**Set exercise:**
Your task is to write out exactly the lines from the line containing "of the building" through the end of the records, inclusive at both ends.

**Input material:**
╭──

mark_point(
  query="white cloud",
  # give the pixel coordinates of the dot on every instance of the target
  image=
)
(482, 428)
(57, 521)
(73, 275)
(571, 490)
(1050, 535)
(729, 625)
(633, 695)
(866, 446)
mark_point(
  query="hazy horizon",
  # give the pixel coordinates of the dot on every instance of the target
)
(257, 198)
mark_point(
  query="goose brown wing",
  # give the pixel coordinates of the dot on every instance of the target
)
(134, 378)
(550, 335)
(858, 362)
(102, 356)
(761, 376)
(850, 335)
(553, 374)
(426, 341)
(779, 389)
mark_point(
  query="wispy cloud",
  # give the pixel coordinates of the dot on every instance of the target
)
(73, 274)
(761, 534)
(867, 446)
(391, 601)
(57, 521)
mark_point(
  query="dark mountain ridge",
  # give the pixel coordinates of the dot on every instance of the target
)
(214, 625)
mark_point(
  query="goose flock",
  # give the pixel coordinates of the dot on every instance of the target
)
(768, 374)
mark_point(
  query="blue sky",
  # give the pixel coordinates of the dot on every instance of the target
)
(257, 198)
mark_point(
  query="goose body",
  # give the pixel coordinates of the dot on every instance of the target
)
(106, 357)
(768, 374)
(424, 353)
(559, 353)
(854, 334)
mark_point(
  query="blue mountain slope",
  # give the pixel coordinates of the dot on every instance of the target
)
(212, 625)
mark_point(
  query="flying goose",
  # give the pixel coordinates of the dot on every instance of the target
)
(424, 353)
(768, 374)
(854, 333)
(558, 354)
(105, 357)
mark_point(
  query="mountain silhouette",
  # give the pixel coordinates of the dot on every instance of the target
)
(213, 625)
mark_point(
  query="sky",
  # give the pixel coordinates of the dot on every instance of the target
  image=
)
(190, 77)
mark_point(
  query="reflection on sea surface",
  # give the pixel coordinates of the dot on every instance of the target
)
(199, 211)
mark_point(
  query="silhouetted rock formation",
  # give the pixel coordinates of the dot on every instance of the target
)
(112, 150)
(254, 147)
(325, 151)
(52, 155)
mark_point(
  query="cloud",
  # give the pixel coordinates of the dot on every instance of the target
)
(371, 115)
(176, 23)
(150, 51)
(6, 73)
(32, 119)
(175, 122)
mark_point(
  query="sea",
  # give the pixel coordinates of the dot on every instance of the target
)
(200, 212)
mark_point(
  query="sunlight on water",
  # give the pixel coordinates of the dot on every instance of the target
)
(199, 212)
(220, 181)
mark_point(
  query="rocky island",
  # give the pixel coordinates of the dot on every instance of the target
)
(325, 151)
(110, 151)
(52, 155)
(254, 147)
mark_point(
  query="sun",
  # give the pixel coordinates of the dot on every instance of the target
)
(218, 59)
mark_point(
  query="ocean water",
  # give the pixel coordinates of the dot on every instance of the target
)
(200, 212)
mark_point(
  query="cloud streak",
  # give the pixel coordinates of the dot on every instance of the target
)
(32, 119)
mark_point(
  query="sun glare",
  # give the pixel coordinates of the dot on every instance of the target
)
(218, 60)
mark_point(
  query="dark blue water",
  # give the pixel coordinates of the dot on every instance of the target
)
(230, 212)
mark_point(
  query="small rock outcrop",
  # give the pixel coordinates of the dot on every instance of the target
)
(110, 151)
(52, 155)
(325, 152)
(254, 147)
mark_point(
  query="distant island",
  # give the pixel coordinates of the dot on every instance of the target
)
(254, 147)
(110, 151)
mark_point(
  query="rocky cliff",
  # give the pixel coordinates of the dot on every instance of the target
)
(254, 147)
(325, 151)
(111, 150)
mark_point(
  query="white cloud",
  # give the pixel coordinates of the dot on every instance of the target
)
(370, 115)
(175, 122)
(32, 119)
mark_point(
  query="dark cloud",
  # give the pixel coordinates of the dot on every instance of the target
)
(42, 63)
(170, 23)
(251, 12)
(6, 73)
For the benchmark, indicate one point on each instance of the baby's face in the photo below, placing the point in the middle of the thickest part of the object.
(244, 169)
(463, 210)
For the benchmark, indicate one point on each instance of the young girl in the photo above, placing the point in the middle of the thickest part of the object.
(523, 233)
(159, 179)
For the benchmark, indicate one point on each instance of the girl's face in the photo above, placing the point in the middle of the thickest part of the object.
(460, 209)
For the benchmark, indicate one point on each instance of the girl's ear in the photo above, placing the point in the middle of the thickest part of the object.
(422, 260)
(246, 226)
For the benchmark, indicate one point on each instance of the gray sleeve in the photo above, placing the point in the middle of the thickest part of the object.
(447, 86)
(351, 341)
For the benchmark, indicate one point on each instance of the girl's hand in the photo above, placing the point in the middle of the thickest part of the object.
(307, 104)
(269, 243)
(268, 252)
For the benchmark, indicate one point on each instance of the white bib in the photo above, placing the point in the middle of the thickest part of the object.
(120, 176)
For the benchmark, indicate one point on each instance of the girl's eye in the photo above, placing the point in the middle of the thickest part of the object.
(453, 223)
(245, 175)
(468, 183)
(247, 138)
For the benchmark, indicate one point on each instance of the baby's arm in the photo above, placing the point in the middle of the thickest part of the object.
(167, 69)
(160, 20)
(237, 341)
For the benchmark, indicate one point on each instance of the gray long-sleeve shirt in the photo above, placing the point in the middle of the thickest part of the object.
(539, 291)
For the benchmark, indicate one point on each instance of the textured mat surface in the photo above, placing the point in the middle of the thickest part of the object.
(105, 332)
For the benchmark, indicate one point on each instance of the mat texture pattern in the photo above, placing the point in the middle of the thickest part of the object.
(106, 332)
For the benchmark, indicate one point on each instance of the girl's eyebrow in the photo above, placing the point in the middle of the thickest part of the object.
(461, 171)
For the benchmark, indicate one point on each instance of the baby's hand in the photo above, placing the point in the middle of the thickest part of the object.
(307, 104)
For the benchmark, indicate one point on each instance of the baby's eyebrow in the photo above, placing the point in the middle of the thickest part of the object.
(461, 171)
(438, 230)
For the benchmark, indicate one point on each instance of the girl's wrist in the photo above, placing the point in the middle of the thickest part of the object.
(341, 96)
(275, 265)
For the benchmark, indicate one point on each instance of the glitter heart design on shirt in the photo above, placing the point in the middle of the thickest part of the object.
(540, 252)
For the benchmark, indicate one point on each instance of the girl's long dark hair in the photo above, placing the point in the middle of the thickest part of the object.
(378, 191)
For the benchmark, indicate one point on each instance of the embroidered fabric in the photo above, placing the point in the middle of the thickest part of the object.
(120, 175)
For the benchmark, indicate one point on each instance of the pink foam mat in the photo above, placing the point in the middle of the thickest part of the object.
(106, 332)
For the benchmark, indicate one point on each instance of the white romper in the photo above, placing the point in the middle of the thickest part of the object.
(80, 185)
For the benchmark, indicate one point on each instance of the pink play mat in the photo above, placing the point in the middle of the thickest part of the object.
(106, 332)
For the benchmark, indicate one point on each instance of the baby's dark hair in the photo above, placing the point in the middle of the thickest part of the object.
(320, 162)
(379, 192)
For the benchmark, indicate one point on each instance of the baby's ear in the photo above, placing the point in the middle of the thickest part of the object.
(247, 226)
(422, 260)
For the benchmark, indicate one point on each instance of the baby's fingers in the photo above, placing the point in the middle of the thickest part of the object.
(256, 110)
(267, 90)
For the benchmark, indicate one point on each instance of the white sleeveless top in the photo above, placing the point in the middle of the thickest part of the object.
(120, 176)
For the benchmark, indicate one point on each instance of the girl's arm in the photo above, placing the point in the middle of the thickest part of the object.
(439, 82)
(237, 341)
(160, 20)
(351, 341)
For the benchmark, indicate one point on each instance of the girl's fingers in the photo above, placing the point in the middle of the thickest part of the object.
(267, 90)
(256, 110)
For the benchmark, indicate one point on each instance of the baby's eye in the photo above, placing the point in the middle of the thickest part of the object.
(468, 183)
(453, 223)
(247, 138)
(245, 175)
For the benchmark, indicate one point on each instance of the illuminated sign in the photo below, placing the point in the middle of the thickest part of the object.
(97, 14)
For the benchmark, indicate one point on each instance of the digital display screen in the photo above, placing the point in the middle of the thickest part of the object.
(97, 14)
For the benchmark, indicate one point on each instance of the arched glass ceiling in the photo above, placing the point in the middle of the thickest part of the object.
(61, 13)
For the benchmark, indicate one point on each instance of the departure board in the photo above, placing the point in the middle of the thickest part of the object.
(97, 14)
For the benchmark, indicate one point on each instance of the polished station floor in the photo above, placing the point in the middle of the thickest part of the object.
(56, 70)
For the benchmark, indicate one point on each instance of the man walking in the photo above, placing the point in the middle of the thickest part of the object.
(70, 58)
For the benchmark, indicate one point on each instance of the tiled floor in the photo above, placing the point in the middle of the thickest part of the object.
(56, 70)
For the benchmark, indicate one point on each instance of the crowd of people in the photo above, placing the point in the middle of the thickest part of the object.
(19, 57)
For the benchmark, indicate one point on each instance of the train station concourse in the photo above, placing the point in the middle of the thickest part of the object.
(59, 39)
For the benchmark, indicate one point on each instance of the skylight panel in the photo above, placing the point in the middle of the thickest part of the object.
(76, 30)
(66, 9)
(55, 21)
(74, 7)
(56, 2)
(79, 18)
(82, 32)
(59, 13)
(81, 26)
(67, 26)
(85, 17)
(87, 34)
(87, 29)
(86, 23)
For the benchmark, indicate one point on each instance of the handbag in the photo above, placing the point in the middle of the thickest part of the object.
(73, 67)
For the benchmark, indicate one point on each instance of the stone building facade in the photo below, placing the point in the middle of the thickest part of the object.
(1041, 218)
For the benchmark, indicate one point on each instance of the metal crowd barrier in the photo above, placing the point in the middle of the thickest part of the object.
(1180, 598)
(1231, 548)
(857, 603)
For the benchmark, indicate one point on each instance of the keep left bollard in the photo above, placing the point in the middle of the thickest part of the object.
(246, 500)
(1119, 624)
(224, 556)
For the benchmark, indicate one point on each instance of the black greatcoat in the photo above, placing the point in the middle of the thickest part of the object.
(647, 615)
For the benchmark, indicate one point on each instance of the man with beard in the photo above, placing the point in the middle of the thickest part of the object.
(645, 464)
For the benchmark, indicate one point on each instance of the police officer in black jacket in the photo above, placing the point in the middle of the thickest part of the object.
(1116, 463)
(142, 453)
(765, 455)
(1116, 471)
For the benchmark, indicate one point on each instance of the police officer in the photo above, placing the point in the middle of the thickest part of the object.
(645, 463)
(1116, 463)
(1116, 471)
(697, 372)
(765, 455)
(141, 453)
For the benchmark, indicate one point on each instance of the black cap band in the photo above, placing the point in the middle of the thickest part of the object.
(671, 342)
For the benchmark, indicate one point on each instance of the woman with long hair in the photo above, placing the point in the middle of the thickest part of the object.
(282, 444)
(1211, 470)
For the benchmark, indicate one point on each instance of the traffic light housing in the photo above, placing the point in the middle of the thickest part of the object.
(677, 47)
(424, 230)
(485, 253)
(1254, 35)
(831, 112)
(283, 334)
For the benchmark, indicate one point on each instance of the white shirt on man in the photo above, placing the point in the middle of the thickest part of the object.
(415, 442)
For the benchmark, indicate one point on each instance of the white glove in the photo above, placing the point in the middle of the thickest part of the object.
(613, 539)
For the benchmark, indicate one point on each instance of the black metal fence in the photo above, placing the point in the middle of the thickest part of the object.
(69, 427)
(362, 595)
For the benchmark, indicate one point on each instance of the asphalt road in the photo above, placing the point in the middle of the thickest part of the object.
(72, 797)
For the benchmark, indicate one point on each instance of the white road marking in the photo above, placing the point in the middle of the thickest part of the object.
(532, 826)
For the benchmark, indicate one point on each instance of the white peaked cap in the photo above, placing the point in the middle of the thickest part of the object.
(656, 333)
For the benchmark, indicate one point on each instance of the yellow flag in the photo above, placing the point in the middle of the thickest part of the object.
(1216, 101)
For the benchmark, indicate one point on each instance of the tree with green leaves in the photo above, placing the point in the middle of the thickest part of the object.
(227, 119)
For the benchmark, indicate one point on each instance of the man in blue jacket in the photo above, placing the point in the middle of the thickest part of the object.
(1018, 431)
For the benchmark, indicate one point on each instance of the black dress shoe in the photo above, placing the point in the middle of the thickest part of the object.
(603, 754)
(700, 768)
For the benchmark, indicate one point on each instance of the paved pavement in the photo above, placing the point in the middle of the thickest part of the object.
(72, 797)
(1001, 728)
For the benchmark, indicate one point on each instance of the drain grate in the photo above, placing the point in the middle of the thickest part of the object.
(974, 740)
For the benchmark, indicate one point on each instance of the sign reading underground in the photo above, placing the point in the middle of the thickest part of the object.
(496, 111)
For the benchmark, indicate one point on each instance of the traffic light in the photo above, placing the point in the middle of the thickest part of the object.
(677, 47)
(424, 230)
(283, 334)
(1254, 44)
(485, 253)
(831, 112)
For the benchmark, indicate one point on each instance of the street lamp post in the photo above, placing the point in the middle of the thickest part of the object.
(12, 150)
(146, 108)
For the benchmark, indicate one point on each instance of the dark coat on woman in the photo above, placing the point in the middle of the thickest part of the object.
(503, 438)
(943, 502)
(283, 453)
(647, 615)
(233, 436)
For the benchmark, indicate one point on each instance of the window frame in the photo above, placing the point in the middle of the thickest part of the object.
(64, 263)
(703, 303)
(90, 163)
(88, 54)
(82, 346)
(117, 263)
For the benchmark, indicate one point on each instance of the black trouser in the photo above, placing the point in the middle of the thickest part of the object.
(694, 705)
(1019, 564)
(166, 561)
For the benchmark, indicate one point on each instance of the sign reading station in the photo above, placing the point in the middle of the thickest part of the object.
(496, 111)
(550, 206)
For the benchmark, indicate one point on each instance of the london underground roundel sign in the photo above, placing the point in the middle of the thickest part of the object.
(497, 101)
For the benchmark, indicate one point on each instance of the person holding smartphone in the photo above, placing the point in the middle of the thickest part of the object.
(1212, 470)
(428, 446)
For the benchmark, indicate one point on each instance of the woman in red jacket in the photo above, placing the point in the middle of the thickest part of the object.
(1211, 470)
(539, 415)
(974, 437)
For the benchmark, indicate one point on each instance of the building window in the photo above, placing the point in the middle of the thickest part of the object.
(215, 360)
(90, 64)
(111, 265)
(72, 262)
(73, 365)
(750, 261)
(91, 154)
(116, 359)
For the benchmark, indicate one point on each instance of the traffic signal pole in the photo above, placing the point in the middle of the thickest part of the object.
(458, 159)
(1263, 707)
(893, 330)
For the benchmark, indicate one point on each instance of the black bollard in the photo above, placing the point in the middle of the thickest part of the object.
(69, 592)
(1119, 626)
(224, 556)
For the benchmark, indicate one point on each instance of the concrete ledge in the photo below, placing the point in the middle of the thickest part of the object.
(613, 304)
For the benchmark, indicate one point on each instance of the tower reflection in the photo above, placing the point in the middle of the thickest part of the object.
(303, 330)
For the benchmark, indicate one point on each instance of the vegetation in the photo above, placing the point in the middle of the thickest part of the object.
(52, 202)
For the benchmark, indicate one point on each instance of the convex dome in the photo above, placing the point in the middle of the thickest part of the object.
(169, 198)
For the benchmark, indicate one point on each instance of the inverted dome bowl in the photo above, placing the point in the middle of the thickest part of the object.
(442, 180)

╰──

**Right answer:**
For the benchmark, indicate one point on each instance of the building window in the photo above, placing the point in the middle of the thickest part of the object.
(215, 360)
(90, 64)
(111, 265)
(72, 262)
(73, 365)
(750, 261)
(91, 154)
(116, 359)
For the benchmark, indicate one point on each instance of the traffic signal pole in the photo above, placing the point in the middle of the thickest part of the object.
(458, 159)
(1263, 707)
(893, 330)
For the benchmark, indicate one point on each instance of the black bollard in the photo above, placing the point in the middle of the thickest part of the object.
(69, 592)
(1119, 626)
(224, 556)
For the benchmark, indicate one point on each instance of the concrete ledge in the photo below, placing the point in the middle of the thickest part of the object.
(613, 304)
For the benchmark, indicate one point on each instance of the tower reflection in the photo above, placing the point in the middle of the thickest part of the object.
(303, 330)
For the benchmark, indicate one point on each instance of the vegetation in the photo above, placing the point in the middle of the thickest part of the object.
(52, 202)
For the benchmark, indicate one point on each instance of the convex dome in the photo above, placing the point in the middle of the thickest part of the object.
(169, 198)
For the benchmark, indicate one point on each instance of the inverted dome bowl in the photo above, placing the point in the middle of the thickest part of the object.
(442, 180)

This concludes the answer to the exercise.